**The request:** Quote the lines below verbatim, with no changes of any kind.

**Listing:**
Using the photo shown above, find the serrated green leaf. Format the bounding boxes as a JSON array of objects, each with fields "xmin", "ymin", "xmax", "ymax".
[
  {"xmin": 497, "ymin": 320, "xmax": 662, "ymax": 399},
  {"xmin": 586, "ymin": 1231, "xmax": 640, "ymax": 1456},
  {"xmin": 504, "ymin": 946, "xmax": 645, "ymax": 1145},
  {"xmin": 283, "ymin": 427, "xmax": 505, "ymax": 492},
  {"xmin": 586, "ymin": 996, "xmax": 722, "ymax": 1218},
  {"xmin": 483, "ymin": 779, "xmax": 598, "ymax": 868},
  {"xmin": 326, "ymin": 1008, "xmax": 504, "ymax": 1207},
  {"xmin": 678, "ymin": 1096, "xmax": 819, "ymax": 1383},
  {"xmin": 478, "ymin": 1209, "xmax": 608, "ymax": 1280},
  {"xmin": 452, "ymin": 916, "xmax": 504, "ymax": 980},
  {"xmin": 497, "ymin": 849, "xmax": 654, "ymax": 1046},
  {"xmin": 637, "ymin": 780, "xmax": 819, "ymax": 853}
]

**Written answer:**
Using the photo shown above, find the serrated green leaf. Format the bounding boxes as a JSON array of objects, each with fields "xmin", "ymin", "xmax", "ymax".
[
  {"xmin": 497, "ymin": 320, "xmax": 662, "ymax": 399},
  {"xmin": 586, "ymin": 1231, "xmax": 640, "ymax": 1456},
  {"xmin": 504, "ymin": 946, "xmax": 645, "ymax": 1145},
  {"xmin": 283, "ymin": 427, "xmax": 505, "ymax": 492},
  {"xmin": 586, "ymin": 996, "xmax": 722, "ymax": 1218},
  {"xmin": 483, "ymin": 779, "xmax": 598, "ymax": 868},
  {"xmin": 326, "ymin": 1008, "xmax": 504, "ymax": 1207},
  {"xmin": 678, "ymin": 1096, "xmax": 819, "ymax": 1383},
  {"xmin": 478, "ymin": 1209, "xmax": 608, "ymax": 1280},
  {"xmin": 452, "ymin": 916, "xmax": 504, "ymax": 980},
  {"xmin": 497, "ymin": 849, "xmax": 654, "ymax": 1046},
  {"xmin": 637, "ymin": 780, "xmax": 819, "ymax": 853}
]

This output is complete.